Put the lines of the records below into a Markdown table with the columns "Row" and "Line", starting at the line containing "Could you confirm whether any reflection" and ending at the line containing "0 376 67 443". Leave out any blank lines.

:: STORED DATA

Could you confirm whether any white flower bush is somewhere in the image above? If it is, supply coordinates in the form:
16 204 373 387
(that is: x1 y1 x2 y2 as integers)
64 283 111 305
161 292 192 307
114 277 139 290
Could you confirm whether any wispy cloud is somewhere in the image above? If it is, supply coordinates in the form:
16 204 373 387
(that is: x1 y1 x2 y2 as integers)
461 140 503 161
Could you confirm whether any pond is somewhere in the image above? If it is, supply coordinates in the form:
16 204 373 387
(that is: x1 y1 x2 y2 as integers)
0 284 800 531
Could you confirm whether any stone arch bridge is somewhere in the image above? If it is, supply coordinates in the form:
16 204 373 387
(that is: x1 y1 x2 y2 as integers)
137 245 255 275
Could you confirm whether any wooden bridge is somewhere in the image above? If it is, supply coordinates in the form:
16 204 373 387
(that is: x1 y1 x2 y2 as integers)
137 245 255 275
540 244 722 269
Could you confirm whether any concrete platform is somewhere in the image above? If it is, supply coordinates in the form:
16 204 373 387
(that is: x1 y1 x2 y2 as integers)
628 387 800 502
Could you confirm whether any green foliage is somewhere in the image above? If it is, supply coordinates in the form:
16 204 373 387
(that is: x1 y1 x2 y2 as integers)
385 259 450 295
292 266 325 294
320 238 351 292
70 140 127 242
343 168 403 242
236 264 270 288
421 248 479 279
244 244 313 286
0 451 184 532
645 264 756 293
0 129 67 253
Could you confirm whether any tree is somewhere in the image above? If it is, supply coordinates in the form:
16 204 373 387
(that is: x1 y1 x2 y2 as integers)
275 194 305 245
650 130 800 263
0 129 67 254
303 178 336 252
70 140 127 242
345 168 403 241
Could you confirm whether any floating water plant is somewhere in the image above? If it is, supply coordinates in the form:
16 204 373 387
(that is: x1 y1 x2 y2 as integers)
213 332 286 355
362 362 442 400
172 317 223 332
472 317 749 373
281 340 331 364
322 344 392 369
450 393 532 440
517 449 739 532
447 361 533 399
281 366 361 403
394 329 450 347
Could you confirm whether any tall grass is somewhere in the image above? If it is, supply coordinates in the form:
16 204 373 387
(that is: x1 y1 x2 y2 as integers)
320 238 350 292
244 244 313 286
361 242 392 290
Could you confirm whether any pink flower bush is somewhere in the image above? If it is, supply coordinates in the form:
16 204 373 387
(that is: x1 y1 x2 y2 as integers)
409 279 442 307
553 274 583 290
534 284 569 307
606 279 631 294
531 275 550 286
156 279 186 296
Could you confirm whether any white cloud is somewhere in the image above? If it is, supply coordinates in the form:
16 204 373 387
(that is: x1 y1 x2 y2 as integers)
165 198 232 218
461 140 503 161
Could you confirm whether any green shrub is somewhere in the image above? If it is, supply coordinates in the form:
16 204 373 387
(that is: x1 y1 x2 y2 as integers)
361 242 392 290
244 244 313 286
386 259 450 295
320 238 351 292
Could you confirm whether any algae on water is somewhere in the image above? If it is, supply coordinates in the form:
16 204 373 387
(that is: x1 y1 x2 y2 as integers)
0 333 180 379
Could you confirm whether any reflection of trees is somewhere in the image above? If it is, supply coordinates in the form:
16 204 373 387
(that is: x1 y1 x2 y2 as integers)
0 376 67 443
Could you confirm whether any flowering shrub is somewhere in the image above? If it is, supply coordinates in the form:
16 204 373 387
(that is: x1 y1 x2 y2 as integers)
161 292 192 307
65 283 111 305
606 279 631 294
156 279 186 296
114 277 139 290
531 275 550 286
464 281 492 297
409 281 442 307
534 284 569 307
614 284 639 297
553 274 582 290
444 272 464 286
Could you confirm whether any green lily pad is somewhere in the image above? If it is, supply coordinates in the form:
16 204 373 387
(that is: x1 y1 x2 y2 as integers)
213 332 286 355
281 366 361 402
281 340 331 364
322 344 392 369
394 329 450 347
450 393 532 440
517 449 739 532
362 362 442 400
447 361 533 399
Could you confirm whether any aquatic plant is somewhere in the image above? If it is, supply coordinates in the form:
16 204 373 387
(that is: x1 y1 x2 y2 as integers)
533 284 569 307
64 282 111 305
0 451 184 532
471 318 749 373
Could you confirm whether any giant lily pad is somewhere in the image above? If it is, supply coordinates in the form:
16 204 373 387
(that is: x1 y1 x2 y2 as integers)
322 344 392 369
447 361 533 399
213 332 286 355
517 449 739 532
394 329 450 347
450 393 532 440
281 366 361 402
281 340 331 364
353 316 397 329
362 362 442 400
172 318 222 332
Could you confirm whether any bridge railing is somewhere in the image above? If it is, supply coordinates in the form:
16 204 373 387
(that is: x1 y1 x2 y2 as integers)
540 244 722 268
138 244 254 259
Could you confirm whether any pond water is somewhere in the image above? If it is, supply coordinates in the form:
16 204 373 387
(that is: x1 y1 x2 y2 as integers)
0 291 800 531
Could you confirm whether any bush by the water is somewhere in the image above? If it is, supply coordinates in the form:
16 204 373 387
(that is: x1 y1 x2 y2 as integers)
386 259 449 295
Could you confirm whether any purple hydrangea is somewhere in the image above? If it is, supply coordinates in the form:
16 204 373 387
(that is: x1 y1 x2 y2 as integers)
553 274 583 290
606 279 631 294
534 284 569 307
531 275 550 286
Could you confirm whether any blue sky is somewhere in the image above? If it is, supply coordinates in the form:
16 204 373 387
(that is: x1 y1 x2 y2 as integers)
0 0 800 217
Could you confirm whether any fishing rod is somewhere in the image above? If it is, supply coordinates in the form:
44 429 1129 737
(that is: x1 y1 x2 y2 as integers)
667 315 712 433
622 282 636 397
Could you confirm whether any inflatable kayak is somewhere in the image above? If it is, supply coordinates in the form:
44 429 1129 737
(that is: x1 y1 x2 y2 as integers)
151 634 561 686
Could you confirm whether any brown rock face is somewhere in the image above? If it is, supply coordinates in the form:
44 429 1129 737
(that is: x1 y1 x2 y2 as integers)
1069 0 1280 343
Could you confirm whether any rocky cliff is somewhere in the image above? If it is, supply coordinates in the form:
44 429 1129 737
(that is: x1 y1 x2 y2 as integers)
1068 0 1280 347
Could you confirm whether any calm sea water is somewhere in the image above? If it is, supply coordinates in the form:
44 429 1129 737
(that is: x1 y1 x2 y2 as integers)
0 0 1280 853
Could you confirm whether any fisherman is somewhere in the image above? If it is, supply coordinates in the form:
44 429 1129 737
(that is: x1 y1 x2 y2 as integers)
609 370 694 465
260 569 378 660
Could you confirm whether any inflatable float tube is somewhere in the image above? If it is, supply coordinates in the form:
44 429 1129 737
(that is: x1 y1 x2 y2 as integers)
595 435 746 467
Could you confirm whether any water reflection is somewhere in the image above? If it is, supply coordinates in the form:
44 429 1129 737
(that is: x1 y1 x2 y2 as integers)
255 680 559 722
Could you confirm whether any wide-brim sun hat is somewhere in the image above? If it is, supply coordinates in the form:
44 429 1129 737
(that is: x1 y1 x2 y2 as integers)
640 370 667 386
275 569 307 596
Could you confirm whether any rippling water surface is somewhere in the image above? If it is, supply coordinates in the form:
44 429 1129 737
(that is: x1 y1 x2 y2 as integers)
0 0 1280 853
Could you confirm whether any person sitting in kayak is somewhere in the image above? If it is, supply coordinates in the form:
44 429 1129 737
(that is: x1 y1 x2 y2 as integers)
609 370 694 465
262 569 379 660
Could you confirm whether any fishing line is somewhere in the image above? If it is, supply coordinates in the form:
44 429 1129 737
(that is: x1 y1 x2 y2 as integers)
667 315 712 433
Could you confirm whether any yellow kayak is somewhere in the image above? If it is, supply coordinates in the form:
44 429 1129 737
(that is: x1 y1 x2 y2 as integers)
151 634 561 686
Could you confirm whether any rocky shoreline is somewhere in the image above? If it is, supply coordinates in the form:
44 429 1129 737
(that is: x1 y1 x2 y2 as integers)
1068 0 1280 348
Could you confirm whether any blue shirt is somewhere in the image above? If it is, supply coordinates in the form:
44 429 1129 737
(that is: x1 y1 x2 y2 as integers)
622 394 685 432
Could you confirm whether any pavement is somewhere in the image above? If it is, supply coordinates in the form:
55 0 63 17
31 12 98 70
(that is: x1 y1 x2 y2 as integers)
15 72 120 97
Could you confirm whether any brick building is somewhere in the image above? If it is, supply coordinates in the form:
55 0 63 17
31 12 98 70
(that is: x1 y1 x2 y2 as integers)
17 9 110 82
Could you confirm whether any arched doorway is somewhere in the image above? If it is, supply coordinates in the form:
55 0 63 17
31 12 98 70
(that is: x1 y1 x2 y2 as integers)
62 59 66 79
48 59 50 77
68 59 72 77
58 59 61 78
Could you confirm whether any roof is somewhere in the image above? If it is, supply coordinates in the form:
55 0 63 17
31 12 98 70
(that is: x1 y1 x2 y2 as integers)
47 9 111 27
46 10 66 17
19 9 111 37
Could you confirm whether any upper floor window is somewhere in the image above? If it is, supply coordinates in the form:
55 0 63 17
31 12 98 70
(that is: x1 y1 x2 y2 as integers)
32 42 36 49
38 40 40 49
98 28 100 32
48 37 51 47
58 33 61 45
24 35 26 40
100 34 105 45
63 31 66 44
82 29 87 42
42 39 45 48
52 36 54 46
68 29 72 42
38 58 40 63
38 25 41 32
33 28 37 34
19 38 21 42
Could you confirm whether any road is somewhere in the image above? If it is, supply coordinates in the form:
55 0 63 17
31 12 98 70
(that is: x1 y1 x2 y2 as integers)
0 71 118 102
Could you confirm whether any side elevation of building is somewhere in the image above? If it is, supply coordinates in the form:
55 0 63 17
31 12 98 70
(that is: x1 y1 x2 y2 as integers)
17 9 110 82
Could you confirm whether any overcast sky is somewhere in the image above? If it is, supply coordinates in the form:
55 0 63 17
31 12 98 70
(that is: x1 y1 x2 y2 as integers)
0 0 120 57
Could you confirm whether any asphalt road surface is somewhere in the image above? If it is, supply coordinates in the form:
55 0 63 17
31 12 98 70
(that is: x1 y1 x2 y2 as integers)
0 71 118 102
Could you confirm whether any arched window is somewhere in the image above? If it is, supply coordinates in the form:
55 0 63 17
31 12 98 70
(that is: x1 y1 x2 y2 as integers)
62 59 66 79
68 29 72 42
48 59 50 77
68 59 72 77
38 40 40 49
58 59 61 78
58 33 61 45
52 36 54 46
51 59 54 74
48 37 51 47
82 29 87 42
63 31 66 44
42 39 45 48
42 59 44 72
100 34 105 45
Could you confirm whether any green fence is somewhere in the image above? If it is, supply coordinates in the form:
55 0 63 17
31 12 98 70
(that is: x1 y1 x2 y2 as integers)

::::

COMPLETE OUTPUT:
| Row | Line |
|---|---|
| 1 | Could you confirm whether any reflection of trees is somewhere in the image above? If it is, supply coordinates in the form: |
| 2 | 16 204 373 387 |
| 3 | (that is: x1 y1 x2 y2 as integers) |
| 4 | 0 376 67 443 |